__EXERCISE AIM__.
Please return every line of the records below that contains the word "task".

__DATASET RECORDS__.
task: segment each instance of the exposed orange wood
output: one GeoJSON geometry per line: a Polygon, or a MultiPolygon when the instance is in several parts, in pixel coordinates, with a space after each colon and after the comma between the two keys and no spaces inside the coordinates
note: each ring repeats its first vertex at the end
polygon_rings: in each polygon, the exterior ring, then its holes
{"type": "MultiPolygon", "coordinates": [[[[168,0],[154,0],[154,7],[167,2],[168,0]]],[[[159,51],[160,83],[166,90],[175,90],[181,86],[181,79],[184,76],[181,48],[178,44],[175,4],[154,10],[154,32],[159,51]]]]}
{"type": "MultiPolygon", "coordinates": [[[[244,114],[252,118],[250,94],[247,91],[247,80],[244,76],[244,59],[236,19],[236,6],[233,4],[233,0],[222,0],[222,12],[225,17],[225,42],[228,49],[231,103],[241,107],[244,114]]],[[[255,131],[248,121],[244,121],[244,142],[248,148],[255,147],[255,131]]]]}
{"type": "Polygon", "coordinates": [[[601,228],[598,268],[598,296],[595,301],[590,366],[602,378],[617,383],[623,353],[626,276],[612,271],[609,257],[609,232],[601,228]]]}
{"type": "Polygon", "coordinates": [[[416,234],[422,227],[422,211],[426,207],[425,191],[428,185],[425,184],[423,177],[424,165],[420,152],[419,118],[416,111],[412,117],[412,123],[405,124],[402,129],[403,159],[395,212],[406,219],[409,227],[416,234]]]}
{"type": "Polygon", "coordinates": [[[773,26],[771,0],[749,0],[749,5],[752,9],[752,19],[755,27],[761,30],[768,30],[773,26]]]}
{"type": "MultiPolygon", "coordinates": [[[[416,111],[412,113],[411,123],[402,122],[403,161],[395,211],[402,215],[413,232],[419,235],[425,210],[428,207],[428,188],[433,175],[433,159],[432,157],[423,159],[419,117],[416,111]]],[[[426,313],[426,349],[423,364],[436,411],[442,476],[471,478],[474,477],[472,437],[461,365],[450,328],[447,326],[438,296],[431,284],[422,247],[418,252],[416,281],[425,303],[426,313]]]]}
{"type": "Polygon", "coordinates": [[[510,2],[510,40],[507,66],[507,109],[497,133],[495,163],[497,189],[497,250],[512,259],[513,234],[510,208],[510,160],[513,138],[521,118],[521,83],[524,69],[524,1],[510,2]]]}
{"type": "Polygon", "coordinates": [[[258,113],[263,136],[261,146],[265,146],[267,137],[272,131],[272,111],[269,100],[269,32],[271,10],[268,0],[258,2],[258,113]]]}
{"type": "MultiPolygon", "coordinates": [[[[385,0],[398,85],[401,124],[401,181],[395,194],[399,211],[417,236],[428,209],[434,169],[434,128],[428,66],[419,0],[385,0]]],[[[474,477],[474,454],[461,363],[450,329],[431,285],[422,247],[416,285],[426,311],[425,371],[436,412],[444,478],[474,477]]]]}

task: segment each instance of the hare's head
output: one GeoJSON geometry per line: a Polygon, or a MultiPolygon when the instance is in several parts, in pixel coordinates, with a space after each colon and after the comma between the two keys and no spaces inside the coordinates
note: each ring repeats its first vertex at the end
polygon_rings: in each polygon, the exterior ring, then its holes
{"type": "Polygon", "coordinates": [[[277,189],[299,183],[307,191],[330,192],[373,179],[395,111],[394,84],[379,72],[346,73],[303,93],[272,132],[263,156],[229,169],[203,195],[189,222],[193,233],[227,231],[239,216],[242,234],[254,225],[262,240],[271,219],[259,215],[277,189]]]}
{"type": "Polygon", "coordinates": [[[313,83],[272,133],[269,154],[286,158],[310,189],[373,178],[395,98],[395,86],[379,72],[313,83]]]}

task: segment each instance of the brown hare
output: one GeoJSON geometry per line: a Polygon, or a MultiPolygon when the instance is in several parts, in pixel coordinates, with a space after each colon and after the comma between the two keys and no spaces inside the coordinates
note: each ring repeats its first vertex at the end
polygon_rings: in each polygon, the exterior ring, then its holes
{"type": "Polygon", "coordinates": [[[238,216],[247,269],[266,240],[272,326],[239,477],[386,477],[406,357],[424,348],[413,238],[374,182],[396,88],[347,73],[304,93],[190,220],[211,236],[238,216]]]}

__COMPLETED EXERCISE__.
task: segment each instance of the exposed orange wood
task: segment each instance of the hare's head
task: segment each instance of the brown hare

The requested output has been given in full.